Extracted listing
>> BEGIN

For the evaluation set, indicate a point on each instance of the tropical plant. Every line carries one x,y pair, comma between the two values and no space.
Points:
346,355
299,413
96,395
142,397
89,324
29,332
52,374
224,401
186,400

>> END

- Given instruction:
Please copy out every line of the listing above word for word, with every character kept the same.

- Task response:
For the evaluation set, indicate a point on each instance of the tropical plant. Every line carries one x,y pair, comma between the two values and no space.
Points:
346,355
299,413
96,395
142,397
89,324
29,332
52,374
224,401
186,400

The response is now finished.